[Problem statement]
Beginning with the line where "Target: curly dark hair" appears, retype every remaining line of the data below, both the first and last included.

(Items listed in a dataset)
────────────────
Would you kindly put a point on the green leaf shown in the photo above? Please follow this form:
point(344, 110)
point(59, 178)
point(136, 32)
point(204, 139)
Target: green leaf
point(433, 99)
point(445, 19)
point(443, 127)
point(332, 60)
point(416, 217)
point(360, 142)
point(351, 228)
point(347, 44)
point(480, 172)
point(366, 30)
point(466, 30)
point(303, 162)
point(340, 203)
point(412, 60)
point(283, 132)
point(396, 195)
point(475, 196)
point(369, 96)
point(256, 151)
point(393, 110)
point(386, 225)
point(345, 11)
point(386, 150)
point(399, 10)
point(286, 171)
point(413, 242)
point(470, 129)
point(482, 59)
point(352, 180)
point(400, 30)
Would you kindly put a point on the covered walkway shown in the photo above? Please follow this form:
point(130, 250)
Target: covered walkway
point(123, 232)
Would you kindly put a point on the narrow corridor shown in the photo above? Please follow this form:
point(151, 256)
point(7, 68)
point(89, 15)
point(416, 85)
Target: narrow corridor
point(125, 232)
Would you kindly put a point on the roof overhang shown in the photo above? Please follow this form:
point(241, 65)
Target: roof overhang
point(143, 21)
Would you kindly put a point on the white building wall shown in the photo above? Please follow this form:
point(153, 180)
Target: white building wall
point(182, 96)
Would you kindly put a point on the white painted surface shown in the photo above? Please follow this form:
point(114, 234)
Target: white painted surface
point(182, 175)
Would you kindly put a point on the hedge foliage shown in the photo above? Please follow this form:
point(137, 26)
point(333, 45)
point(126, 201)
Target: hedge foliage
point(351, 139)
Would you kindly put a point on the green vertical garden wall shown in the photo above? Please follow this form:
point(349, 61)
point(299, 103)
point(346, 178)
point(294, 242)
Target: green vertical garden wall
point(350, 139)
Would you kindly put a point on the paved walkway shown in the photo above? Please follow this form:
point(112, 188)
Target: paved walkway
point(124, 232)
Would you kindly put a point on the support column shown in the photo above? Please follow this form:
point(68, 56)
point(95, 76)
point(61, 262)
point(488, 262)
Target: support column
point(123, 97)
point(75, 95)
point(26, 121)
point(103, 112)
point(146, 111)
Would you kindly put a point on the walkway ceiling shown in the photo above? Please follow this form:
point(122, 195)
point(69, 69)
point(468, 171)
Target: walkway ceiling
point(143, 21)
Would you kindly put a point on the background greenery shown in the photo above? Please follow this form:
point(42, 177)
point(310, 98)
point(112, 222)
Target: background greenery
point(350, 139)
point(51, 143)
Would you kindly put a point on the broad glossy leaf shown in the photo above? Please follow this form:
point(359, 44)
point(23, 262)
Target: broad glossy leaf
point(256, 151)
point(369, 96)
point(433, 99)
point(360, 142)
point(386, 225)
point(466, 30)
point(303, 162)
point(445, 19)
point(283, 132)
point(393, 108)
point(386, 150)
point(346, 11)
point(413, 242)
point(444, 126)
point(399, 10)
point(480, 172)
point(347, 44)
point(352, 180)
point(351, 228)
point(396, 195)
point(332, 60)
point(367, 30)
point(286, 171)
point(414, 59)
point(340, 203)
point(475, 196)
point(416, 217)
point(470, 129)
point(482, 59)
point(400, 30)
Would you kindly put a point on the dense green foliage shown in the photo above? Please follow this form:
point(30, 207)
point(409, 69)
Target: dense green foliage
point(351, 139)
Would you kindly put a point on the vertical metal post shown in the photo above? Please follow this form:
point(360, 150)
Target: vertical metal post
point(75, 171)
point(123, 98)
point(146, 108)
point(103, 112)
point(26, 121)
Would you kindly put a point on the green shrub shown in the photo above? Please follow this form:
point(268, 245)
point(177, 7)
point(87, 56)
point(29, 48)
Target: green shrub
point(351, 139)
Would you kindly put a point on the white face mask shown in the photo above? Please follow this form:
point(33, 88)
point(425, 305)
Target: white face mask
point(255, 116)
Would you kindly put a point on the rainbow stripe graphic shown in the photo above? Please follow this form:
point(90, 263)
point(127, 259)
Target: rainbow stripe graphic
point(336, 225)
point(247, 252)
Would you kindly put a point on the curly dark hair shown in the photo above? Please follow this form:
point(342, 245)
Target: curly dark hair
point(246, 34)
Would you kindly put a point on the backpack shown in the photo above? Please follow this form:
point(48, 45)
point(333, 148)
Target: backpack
────────────────
[Expected output]
Target: curly dark hair
point(246, 34)
Would you kindly put a point on the backpack shown in the photo above? Please follow this form:
point(48, 45)
point(333, 148)
Target: backpack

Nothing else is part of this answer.